Find the line containing "Practice step: indicate the green" in the material below; copy that line and all following lines exactly.

+===+

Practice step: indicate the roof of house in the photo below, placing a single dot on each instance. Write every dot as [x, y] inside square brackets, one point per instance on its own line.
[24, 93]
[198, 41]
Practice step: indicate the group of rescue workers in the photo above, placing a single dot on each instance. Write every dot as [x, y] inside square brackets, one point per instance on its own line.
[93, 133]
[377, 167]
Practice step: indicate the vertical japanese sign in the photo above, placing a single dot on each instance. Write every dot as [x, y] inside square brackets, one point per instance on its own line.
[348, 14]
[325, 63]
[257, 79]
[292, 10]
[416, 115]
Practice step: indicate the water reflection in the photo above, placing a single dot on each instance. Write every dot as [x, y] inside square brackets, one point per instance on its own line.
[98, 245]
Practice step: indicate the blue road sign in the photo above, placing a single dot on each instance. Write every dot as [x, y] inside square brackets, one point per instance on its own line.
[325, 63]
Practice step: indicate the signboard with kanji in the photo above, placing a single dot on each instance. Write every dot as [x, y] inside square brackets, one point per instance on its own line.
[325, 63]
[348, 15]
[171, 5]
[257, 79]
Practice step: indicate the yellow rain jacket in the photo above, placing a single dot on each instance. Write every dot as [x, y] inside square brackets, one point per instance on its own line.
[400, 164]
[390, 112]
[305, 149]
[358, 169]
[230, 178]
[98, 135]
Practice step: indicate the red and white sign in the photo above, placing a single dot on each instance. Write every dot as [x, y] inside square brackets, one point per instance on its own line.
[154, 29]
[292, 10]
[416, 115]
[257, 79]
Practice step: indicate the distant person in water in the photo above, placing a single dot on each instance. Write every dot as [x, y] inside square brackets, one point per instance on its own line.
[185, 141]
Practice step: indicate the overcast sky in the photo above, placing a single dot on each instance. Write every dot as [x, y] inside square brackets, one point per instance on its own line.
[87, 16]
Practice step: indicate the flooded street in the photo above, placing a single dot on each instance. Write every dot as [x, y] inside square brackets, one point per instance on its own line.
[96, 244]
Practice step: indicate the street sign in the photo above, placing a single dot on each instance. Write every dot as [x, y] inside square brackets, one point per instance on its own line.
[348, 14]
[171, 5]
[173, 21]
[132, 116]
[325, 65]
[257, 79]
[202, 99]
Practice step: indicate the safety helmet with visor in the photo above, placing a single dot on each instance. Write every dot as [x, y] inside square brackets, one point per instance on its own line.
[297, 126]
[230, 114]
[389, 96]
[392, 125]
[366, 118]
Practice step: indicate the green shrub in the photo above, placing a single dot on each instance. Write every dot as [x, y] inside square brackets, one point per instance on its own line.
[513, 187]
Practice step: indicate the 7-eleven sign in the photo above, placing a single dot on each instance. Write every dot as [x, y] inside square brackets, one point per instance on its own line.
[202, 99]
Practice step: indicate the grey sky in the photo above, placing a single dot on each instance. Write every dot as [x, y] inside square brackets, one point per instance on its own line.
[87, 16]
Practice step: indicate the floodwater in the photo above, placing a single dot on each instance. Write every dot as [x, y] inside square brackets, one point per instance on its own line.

+===+

> Result of the exercise
Practice step: indicate the green shrub in the photo above, placing a single dot on each instance. Write every dot as [x, y] inside square brackets, one point per instance on its own line.
[513, 187]
Practice step: indicate the 7-eleven sign in the photo above, placing a single dot on each instance. Write every dot as [x, y] inside square brackets, one point per instance on its own line.
[202, 99]
Practice step: indicate the grey sky in the photo above, placing a single dot on each instance. Write every dot as [x, y] inside square brackets, one point per instance on its own line.
[87, 16]
Practice step: indicate the floodwater in the photo above, placing a single dot on each instance. Write every dot as [x, y] inside square brackets, one point per instance on its own line.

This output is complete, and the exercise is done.